### Objetivo:
Devolva sem nenhuma alteração as linhas dos itens abaixo, começando na linha que contém "Question. Provide a point on each instance of the isopod head" e parando depois da linha que contém "x=140, y=21", ambas incluídas.

___ Itens fornecidos

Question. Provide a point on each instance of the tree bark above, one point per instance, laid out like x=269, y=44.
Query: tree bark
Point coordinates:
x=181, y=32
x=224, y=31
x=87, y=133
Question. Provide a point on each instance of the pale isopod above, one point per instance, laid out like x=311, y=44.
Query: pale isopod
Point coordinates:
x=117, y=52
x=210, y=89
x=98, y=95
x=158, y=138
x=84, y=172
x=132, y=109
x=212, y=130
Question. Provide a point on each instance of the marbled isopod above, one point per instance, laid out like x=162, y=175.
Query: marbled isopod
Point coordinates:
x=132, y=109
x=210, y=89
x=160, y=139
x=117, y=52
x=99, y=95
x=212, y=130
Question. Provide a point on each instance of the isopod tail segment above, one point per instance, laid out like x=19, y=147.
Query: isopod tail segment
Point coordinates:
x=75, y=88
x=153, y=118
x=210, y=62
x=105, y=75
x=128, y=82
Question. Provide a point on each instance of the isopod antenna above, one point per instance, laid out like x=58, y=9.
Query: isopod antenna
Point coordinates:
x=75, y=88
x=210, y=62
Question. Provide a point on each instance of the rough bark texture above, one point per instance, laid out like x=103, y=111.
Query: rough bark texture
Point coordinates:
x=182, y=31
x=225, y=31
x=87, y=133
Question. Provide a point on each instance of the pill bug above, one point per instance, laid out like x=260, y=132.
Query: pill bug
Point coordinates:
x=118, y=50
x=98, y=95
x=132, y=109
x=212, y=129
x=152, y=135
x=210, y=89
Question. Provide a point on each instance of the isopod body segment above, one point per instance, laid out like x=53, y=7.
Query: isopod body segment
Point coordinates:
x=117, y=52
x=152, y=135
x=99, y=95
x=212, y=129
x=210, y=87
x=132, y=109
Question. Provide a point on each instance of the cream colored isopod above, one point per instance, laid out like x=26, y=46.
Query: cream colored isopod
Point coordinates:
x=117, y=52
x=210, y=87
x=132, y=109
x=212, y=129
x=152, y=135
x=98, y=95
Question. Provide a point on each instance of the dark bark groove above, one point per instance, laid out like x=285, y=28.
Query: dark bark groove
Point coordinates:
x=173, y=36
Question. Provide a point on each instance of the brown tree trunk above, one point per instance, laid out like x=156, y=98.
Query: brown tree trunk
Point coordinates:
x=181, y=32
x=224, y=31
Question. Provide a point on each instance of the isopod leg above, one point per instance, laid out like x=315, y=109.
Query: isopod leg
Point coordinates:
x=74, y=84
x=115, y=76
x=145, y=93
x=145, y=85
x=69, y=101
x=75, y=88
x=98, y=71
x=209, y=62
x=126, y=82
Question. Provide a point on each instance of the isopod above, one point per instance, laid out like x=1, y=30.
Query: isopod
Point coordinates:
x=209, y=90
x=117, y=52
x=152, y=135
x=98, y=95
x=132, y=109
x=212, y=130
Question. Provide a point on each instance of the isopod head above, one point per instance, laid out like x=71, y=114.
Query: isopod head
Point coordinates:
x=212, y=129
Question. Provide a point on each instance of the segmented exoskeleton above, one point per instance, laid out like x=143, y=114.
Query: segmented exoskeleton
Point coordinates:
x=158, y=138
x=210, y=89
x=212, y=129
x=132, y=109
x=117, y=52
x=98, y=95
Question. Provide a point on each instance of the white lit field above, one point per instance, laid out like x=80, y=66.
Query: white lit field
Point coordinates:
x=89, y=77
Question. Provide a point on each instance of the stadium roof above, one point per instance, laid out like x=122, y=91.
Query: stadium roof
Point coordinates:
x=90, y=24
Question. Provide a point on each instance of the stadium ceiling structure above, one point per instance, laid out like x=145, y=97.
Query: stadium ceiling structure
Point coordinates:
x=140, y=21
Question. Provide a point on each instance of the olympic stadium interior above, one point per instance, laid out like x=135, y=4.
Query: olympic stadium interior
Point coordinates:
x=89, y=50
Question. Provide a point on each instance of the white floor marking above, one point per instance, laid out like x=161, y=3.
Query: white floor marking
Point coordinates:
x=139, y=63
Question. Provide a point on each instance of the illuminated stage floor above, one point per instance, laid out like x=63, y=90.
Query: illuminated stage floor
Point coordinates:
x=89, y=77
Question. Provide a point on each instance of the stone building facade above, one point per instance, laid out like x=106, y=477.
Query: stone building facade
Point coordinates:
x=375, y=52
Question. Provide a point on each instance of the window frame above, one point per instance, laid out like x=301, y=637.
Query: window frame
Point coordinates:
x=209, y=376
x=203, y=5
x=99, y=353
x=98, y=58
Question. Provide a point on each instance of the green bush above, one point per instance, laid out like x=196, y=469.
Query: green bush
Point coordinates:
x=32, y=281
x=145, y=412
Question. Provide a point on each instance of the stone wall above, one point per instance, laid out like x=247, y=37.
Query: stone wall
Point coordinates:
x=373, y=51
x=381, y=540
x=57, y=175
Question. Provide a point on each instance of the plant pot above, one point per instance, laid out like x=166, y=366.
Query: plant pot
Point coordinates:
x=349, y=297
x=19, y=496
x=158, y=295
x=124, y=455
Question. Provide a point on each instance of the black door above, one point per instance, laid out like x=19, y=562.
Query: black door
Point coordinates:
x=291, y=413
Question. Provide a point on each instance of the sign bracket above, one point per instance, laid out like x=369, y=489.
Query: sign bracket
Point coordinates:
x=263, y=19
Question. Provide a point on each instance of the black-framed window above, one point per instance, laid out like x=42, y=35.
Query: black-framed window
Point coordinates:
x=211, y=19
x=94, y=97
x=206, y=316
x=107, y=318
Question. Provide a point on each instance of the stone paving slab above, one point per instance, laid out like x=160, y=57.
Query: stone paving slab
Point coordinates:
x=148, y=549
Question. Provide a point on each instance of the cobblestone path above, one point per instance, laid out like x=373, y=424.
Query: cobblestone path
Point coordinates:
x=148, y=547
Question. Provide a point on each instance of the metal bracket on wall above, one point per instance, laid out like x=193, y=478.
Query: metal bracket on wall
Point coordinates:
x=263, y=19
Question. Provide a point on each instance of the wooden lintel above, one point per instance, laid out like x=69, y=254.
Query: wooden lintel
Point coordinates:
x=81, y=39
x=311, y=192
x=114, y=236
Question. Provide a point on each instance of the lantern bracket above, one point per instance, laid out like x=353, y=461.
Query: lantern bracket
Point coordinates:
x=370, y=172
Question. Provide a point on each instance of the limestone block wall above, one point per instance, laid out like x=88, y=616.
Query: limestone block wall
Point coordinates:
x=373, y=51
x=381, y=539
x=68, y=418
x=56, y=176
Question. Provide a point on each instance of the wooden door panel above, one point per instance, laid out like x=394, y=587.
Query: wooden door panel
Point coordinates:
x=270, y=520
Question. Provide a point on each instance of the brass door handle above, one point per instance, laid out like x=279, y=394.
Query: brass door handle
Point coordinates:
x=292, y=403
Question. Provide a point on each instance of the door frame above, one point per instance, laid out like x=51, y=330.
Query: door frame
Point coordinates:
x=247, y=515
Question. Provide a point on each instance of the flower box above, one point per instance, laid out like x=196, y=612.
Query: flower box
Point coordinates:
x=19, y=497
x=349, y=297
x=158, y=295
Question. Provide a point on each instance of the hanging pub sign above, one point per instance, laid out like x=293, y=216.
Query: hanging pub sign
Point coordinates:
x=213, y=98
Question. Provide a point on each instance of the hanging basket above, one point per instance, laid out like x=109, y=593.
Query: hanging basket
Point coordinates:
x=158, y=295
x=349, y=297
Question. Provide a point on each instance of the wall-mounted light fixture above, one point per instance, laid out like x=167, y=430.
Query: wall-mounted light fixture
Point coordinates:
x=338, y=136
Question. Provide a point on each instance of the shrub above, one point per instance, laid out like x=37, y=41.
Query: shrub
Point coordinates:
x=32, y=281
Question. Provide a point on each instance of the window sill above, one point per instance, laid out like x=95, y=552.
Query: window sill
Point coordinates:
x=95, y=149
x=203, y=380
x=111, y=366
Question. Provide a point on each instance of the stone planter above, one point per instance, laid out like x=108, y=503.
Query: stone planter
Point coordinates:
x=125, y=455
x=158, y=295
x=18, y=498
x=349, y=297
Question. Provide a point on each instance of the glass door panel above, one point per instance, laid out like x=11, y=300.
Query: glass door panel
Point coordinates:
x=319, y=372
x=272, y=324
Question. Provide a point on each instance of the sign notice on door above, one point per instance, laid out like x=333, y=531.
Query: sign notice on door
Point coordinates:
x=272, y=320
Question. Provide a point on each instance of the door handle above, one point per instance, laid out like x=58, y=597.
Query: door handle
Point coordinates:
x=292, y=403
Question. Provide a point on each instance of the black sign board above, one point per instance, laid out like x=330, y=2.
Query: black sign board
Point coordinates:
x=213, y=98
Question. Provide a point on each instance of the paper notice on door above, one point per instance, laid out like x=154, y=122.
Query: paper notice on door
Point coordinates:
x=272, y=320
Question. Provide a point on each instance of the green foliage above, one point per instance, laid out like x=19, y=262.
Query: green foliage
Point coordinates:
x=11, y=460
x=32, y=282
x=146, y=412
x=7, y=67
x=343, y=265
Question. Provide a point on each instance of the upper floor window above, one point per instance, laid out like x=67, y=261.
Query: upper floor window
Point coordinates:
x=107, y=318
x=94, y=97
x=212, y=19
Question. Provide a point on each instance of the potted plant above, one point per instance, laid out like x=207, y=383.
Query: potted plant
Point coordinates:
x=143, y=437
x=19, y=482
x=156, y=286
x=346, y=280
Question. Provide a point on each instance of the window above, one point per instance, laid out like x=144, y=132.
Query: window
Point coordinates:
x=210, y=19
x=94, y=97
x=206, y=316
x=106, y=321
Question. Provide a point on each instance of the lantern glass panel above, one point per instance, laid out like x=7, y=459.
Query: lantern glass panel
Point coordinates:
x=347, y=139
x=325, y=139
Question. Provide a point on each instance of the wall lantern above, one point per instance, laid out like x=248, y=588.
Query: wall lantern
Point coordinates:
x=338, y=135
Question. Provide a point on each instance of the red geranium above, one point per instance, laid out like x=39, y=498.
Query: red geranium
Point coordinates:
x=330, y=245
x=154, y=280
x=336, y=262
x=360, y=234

______

### Resposta abaixo:
Question. Provide a point on each instance of the isopod head above, one point per instance, laid out like x=71, y=114.
Query: isopod head
Point coordinates:
x=212, y=129
Question. Provide a point on each instance of the segmented exoskeleton above, one point per instance, laid out like x=143, y=114.
Query: segmented exoskeleton
Point coordinates:
x=158, y=138
x=210, y=89
x=212, y=129
x=132, y=109
x=117, y=52
x=98, y=95
Question. Provide a point on each instance of the white lit field above, one point per instance, laid out like x=80, y=66.
Query: white lit field
Point coordinates:
x=89, y=77
Question. Provide a point on each instance of the stadium roof above, one point per instance, laid out like x=122, y=91.
Query: stadium roof
Point coordinates:
x=90, y=24
Question. Provide a point on each instance of the stadium ceiling structure above, one point per instance, laid out like x=145, y=97.
Query: stadium ceiling structure
Point coordinates:
x=140, y=21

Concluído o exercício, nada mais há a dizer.